▸ **Directions**: Can you turn every item below into a numbered list, leaving out any blank lines?

Source items
— START —

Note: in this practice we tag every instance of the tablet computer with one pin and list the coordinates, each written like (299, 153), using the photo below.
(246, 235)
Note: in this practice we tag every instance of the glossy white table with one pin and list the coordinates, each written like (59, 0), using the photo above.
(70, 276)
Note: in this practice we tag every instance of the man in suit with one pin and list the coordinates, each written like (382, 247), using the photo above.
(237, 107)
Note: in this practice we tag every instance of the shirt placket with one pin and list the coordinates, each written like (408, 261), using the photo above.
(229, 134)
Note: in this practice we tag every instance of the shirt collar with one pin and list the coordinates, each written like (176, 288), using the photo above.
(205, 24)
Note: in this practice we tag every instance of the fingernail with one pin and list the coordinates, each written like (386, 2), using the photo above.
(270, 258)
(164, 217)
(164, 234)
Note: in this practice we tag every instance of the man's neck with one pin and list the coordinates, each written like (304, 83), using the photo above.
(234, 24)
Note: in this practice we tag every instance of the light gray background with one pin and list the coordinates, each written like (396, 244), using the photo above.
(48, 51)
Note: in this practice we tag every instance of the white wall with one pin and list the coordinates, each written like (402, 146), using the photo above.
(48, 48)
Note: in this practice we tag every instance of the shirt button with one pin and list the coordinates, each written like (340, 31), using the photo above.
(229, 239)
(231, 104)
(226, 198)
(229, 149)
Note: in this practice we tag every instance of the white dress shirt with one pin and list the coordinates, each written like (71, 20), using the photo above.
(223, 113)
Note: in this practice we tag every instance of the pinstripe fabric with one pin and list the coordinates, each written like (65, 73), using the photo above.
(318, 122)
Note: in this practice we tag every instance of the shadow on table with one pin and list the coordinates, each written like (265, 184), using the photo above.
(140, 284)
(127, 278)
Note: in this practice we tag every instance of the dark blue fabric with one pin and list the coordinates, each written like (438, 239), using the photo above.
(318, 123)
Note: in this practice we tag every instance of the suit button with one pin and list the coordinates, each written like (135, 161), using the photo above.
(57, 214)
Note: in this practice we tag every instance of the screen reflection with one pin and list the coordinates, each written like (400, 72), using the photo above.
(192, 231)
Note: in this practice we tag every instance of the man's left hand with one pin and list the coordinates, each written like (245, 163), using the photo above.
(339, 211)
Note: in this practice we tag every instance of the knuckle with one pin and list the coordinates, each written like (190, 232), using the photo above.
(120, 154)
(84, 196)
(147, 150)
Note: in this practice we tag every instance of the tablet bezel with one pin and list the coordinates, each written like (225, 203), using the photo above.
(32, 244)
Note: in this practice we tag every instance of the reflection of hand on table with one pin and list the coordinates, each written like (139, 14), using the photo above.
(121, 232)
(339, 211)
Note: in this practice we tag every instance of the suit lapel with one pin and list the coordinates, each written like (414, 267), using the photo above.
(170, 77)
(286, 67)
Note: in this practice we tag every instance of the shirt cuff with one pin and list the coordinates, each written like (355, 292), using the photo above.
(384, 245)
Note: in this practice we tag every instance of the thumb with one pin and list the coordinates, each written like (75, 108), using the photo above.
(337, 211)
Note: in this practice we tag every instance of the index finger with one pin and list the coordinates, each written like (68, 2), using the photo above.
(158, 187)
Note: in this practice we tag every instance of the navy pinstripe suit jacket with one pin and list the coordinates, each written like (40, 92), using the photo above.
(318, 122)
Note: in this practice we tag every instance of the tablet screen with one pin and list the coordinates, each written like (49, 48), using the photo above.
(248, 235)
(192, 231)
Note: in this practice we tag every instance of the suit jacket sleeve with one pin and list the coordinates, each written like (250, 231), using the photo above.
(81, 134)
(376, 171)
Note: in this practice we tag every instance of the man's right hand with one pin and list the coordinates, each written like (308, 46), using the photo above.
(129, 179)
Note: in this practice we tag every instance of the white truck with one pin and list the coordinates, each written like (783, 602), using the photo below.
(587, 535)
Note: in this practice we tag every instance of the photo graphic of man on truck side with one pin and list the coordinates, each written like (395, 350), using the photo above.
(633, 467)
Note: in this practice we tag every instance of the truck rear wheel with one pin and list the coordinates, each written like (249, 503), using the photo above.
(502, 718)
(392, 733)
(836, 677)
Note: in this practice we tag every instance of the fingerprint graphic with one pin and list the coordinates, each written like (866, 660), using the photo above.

— END —

▸ **Exercise result**:
1. Note: in this practice we tag every instance of the tablet computer with one pin and list the coordinates, each written like (299, 153), using the photo below.
2. (246, 235)
3. Note: in this practice we tag every instance of the glossy white table with one pin and list the coordinates, each written like (59, 0), using the photo above.
4. (70, 276)
5. Note: in this practice we tag every instance of the man in suit with one pin and list the coordinates, each written like (382, 247), using the photo above.
6. (237, 107)
7. Note: in this practice we tag every instance of the shirt placket with one pin and list the coordinates, each written like (408, 261), using the photo above.
8. (229, 134)
9. Note: in this practice we tag every instance of the shirt collar with one pin and list the coordinates, each written like (176, 288), using the photo above.
10. (205, 24)
11. Note: in this practice we tag every instance of the fingernail with one pin and list the coordinates, each written like (386, 2), using the photo above.
12. (270, 258)
13. (164, 217)
14. (164, 234)
15. Note: in this practice we tag every instance of the man's neck with one pin and list the coordinates, each written like (304, 83), using the photo above.
16. (234, 24)
17. Note: in this practice we tag every instance of the light gray background with one pin and list the coordinates, each written like (396, 244), using the photo above.
18. (48, 51)
19. Note: in this practice we tag every instance of the white wall with one pin and list the coordinates, each written like (402, 146), using the photo above.
20. (48, 48)
21. Note: in this practice we tag every instance of the shirt button with one pin and list the coordinates, each written like (340, 31), using the photo above.
22. (229, 239)
23. (231, 104)
24. (226, 198)
25. (229, 149)
26. Note: in this practice we tag every instance of the white dress shirt with one pin and list the coordinates, each written like (71, 20), using the photo above.
27. (223, 113)
28. Note: in this practice we tag every instance of the pinstripe fabric with one pin and list the coordinates, each written like (65, 73), using the photo above.
29. (318, 122)
30. Note: in this practice we tag every instance of the shadow on table with one pin and list the coordinates, each written like (265, 184), using the photo above.
31. (140, 284)
32. (127, 278)
33. Note: in this practice we tag every instance of the dark blue fabric with one pin and list the coordinates, each written like (438, 239), using the photo above.
34. (318, 123)
35. Note: in this practice we tag every instance of the suit button with one pin and list the coordinates, each written like (135, 161), using the photo above.
36. (57, 214)
37. Note: in this practice we tag every instance of the screen reflection with one pin and list the coordinates, each written like (400, 72), using the photo above.
38. (192, 231)
39. Note: in this practice we tag every instance of the man's left hand with one pin and list the coordinates, each written like (245, 163), using the photo above.
40. (339, 211)
41. Note: in this practice we tag every instance of the knuckle with one pin and list the coordinates, each written like (190, 232), using the photo above.
42. (120, 154)
43. (84, 196)
44. (147, 150)
45. Note: in this practice we tag every instance of the tablet bezel with one pin and list the coordinates, each written like (225, 203), using the photo above.
46. (32, 244)
47. Note: in this practice we tag every instance of the reflection of hand on table with one pin and list the coordinates, each written like (139, 14), using the photo above.
48. (121, 232)
49. (339, 211)
50. Note: in this practice we tag every instance of the suit lapel with one pin and list the coordinates, each written like (414, 267), using the photo above.
51. (170, 77)
52. (286, 67)
53. Note: in this practice we tag every instance of the shirt cuff with one pin and list the coordinates, each written like (355, 292), using the photo above.
54. (384, 245)
55. Note: in this practice we tag every instance of the thumb with one pin and list the coordinates, each written like (75, 108), using the photo above.
56. (337, 211)
57. Note: in this practice we tag every instance of the index finger with one pin and list the coordinates, each written like (68, 2), using the photo above.
58. (158, 187)
59. Note: in this practice we tag every instance of the navy pinstripe suit jacket with one pin and list the coordinates, each written like (40, 92), using the photo above.
60. (318, 122)
61. Note: in this practice we tag every instance of the tablet screen with one pin and list the coordinates, each written like (49, 48), using the photo above.
62. (248, 235)
63. (192, 231)
64. Note: in this practice we tag every instance of the suit jacket sleeve with one pin and list the coordinates, each written like (250, 231), using the photo above.
65. (81, 134)
66. (376, 171)
67. Note: in this practice we tag every instance of the man's right hand with one pin and list the coordinates, each written like (308, 46), using the photo above.
68. (129, 179)
69. Note: in this practice we tag every instance of the white truck with one pin and list the coordinates, each written like (783, 602), using the photo below.
70. (587, 535)
71. Note: in this practice we tag every instance of the photo graphic of man on truck side with one pin and list the coordinates, each written like (395, 350), using the photo above.
72. (633, 467)
73. Note: in this practice we tag every instance of the truck rear wheel with one pin and list the coordinates, each written like (249, 503), using the photo above.
74. (502, 718)
75. (392, 733)
76. (836, 677)
77. Note: in this practice we tag every instance of the fingerprint graphic with one pin and list the coordinates, each written like (866, 660), using the photo above.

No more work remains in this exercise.